### Exercise aim
In the records below, count every line that contains the word "with" and report only the total.

··········

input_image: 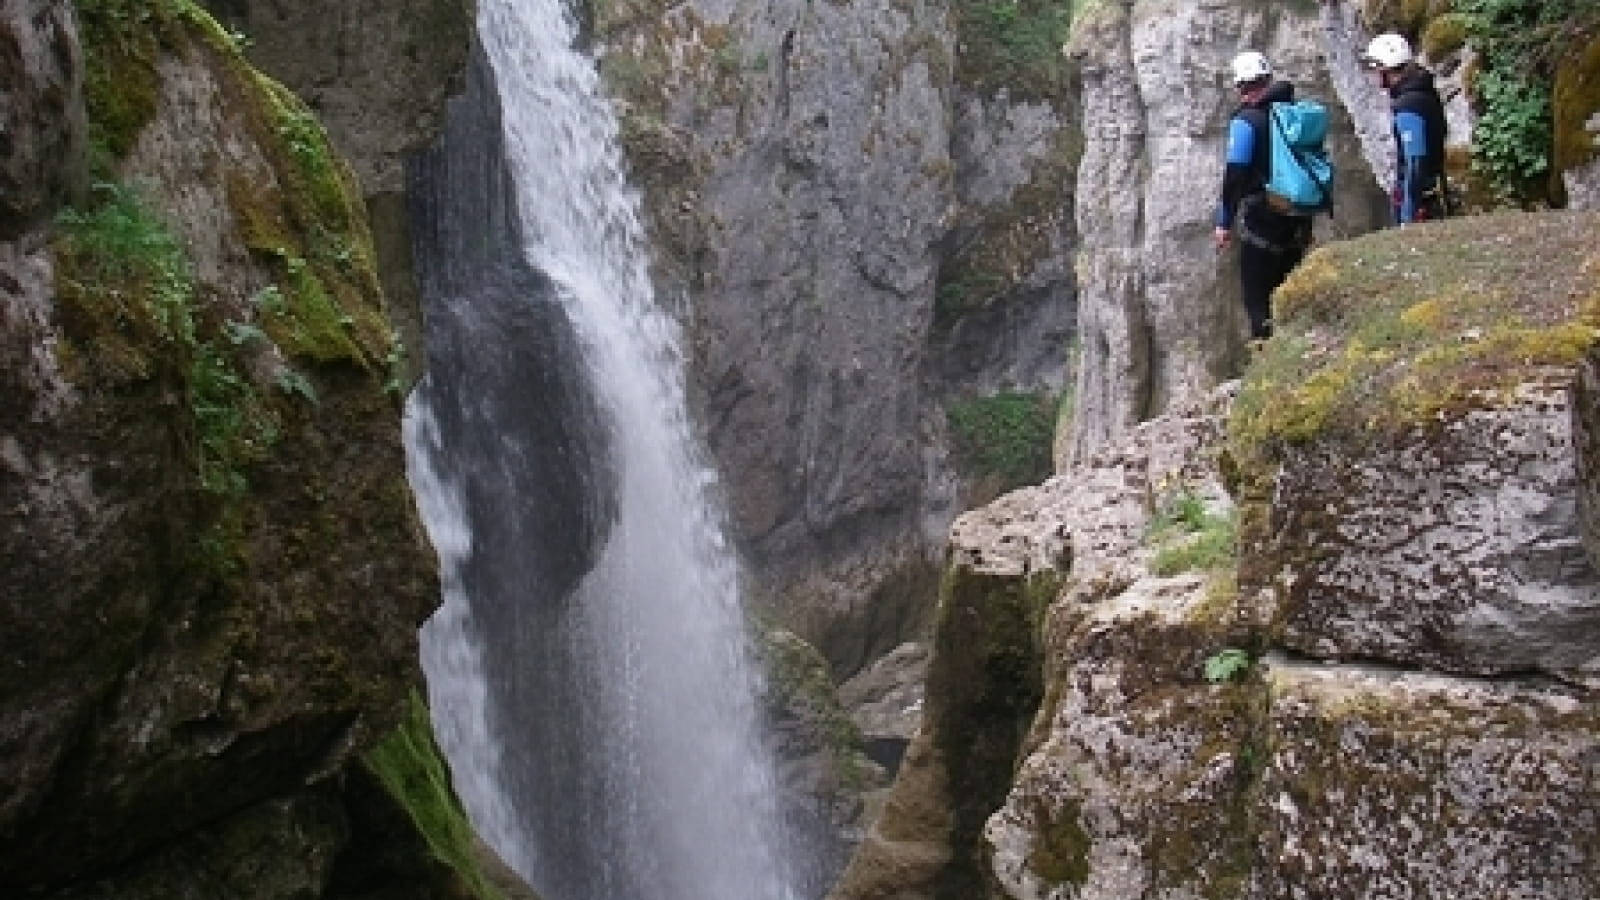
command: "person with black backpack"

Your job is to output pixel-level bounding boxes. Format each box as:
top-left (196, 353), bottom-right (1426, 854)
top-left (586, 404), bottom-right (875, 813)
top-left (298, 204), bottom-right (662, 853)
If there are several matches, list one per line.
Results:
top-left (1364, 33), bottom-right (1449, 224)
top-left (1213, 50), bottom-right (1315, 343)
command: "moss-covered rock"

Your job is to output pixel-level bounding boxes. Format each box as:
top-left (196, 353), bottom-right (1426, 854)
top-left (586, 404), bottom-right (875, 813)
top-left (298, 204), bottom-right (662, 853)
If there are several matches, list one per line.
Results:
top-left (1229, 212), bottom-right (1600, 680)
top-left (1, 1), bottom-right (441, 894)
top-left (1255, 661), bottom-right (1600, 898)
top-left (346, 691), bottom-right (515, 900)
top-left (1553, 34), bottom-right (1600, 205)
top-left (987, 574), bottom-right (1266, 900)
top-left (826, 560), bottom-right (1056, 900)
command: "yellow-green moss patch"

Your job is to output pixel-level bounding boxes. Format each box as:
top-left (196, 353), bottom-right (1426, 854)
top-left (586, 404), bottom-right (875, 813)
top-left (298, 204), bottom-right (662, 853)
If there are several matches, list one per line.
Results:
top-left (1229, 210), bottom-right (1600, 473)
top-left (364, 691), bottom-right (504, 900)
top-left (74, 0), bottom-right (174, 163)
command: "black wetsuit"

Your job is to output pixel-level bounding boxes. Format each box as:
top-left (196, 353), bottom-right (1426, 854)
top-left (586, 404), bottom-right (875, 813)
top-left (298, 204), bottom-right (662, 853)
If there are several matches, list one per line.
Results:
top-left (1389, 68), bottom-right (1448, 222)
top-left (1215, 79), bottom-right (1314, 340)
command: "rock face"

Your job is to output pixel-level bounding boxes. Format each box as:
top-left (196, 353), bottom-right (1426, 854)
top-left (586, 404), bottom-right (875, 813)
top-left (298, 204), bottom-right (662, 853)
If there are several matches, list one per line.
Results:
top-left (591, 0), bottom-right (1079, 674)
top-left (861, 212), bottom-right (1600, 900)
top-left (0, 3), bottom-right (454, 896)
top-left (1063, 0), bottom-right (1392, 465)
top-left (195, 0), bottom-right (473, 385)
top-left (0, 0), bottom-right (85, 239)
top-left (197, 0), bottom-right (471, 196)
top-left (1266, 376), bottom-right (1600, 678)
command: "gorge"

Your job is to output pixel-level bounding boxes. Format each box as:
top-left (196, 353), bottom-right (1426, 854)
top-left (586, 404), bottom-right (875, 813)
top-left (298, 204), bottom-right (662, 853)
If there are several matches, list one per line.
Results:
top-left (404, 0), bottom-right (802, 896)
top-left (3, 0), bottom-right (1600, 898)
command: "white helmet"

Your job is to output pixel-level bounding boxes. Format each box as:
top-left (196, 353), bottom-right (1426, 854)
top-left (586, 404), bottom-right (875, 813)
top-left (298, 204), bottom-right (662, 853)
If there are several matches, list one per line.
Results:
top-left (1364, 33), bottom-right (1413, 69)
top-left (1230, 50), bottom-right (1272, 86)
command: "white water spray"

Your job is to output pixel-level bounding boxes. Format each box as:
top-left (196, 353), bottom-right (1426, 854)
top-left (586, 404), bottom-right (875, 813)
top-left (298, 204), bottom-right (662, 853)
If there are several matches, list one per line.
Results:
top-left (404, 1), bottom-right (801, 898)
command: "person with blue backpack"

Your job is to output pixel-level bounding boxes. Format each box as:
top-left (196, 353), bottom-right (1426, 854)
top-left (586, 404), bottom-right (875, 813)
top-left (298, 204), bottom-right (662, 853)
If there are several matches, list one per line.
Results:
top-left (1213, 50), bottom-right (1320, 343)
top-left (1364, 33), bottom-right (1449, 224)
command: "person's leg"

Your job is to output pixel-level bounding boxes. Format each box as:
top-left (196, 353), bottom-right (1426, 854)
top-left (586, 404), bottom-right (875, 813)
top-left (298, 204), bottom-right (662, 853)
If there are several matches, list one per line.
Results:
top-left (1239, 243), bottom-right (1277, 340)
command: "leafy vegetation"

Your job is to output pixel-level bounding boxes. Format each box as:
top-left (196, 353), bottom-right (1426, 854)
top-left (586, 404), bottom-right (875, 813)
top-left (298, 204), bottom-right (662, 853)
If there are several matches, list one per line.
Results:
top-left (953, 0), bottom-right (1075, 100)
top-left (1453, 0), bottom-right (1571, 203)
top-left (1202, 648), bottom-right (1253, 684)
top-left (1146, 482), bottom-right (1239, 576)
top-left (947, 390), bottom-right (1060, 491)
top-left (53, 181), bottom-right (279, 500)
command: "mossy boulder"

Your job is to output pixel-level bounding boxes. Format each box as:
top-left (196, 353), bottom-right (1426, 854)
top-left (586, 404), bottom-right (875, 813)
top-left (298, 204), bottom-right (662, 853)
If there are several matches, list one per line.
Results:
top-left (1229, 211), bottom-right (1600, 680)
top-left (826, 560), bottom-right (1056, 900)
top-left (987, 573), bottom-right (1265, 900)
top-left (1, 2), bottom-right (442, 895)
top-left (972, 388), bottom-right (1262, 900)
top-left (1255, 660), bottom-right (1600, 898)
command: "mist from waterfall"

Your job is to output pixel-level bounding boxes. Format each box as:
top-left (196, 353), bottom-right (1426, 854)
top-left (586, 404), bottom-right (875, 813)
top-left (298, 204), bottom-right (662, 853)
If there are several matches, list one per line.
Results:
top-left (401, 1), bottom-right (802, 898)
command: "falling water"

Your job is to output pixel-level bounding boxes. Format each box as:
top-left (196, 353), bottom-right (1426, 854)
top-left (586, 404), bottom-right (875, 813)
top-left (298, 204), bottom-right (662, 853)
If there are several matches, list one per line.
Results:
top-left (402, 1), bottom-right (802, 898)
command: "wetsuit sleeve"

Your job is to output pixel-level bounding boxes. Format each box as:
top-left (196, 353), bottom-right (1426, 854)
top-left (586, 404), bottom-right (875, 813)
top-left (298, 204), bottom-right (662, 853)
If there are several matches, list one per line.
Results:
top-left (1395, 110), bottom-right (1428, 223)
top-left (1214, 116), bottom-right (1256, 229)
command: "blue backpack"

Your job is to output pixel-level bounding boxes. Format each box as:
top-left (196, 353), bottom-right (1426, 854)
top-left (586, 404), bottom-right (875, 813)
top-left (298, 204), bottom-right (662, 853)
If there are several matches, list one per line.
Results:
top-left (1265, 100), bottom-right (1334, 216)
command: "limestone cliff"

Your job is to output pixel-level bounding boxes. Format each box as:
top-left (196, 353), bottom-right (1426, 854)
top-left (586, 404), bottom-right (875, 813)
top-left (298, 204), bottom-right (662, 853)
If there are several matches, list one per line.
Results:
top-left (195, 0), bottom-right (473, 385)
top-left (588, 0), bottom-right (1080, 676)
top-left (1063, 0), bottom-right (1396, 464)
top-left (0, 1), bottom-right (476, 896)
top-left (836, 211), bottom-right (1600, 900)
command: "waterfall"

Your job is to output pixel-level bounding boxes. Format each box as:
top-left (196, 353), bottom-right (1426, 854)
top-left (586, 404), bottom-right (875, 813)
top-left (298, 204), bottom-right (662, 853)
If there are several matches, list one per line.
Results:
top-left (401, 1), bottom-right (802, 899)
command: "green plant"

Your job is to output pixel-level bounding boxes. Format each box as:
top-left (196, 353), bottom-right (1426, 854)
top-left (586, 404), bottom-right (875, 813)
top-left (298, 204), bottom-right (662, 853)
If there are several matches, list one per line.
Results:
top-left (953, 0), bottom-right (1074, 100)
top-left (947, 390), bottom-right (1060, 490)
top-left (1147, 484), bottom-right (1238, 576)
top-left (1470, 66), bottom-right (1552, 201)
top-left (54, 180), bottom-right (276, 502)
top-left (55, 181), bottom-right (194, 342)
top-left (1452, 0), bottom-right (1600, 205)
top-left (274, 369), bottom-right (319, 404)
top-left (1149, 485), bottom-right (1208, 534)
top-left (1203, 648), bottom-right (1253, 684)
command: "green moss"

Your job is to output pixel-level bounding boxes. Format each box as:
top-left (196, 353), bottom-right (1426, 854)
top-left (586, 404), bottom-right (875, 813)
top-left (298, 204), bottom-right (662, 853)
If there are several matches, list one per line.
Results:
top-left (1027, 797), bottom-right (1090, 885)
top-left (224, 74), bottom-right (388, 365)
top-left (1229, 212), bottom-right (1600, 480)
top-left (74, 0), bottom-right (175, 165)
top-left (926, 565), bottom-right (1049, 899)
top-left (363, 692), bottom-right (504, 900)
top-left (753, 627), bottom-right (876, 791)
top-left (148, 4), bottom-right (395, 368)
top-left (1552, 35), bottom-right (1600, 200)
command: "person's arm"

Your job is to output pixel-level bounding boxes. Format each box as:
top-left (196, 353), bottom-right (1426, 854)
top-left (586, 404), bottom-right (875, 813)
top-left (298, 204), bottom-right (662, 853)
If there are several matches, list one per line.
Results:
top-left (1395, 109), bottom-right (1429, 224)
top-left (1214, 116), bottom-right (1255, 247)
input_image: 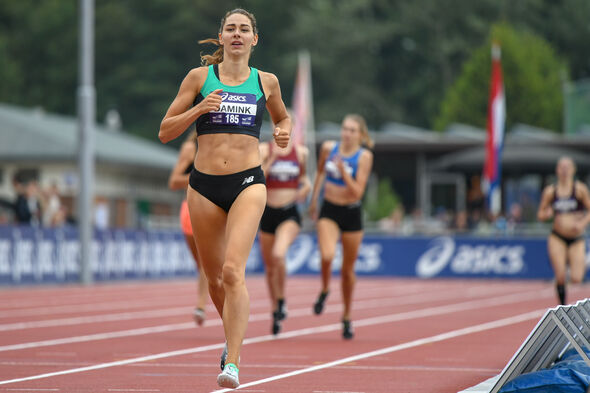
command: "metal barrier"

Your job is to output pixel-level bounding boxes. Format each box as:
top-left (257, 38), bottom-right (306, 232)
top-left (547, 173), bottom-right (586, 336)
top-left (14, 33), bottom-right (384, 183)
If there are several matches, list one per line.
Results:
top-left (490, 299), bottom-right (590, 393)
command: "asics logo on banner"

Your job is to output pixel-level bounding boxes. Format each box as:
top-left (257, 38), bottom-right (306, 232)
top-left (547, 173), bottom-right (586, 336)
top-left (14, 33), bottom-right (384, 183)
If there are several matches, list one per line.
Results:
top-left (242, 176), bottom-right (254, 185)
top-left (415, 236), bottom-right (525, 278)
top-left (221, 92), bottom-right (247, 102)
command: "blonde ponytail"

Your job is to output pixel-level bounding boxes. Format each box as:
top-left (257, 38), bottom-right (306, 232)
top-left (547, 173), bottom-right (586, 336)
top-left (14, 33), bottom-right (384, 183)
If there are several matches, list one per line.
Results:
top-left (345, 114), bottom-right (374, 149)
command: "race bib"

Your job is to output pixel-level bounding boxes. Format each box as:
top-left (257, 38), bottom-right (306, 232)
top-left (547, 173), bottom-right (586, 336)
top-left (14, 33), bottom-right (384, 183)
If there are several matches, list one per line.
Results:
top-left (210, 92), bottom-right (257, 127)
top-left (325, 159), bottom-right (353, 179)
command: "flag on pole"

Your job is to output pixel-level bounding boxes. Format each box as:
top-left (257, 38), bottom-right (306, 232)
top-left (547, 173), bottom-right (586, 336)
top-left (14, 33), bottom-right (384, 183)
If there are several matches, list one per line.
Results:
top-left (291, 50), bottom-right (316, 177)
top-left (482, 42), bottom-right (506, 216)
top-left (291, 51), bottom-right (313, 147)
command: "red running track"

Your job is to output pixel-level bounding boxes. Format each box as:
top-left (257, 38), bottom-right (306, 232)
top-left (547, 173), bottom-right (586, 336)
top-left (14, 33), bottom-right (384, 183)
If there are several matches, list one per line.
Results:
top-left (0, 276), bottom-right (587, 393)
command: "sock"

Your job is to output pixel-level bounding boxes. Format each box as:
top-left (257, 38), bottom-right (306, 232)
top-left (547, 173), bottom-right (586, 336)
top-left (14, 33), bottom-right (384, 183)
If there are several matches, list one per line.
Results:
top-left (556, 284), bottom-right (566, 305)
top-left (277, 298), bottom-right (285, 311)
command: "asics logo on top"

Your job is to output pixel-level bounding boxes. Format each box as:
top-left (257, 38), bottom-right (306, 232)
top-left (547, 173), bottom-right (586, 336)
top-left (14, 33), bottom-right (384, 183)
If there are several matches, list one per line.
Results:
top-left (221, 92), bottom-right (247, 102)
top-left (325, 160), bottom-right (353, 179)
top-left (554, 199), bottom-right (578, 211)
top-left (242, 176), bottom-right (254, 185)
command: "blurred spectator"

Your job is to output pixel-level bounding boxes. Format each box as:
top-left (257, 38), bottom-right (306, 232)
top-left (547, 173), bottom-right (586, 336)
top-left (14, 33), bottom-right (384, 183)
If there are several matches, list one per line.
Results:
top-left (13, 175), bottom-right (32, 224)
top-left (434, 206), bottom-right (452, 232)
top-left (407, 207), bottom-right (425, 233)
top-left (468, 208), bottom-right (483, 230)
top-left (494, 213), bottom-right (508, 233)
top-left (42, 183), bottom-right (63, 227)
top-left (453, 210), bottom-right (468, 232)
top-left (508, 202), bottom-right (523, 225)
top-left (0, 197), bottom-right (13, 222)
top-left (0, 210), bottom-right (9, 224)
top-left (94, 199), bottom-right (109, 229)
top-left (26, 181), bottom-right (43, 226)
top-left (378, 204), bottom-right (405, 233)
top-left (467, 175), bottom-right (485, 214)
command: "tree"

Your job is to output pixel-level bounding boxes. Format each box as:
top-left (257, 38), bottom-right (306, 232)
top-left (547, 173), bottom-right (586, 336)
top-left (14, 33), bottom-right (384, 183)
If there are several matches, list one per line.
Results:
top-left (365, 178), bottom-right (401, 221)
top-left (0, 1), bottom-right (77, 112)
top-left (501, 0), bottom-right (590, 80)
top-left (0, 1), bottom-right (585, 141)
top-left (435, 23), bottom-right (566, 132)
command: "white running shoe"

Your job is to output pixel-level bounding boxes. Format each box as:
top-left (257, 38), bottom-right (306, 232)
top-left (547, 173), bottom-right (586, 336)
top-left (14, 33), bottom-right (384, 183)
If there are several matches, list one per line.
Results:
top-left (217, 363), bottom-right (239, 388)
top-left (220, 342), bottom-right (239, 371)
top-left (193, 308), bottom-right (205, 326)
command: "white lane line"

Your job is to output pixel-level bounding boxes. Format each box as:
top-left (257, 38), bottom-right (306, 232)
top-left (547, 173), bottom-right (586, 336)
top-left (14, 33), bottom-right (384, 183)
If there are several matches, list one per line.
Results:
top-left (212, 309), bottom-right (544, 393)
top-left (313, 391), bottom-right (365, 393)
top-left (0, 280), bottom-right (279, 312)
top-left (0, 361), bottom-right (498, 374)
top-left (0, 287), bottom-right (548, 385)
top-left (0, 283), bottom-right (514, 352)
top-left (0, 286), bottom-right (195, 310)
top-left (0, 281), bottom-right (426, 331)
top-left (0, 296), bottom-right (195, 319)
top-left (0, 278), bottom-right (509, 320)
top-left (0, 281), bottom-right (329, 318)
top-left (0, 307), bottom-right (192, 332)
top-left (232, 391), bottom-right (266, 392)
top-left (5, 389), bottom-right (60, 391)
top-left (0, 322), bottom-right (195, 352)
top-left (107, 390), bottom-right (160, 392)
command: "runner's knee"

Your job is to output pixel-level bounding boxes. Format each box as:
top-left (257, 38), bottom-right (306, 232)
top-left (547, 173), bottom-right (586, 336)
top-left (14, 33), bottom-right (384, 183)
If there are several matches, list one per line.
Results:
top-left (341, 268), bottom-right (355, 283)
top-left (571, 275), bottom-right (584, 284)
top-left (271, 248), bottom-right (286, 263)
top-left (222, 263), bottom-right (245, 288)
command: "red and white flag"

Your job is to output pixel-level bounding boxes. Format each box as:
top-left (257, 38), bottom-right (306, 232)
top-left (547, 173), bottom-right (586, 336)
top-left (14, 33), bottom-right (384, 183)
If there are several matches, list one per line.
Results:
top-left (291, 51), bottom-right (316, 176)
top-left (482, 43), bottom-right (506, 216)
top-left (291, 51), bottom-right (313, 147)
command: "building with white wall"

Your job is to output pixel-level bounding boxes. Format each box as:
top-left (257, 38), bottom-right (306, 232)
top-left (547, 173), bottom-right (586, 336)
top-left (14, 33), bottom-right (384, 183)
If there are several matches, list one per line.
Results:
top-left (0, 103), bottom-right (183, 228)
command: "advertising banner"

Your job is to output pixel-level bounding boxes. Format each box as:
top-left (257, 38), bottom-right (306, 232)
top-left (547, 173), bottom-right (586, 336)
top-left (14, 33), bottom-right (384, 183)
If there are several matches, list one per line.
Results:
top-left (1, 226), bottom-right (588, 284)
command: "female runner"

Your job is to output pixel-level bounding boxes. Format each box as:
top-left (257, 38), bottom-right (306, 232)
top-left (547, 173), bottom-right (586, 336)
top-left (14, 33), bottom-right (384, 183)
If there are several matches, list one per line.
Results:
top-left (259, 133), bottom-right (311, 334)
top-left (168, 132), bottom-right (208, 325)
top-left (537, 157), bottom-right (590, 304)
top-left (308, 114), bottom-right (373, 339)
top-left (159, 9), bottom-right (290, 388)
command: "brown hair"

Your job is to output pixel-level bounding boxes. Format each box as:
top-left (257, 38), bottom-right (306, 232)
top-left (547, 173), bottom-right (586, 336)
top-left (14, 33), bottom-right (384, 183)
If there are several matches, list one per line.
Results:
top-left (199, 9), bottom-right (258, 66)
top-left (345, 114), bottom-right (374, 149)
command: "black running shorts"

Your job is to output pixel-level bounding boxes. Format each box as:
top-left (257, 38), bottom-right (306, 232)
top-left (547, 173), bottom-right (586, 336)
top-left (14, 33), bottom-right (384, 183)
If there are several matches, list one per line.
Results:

··········

### Solution to this task
3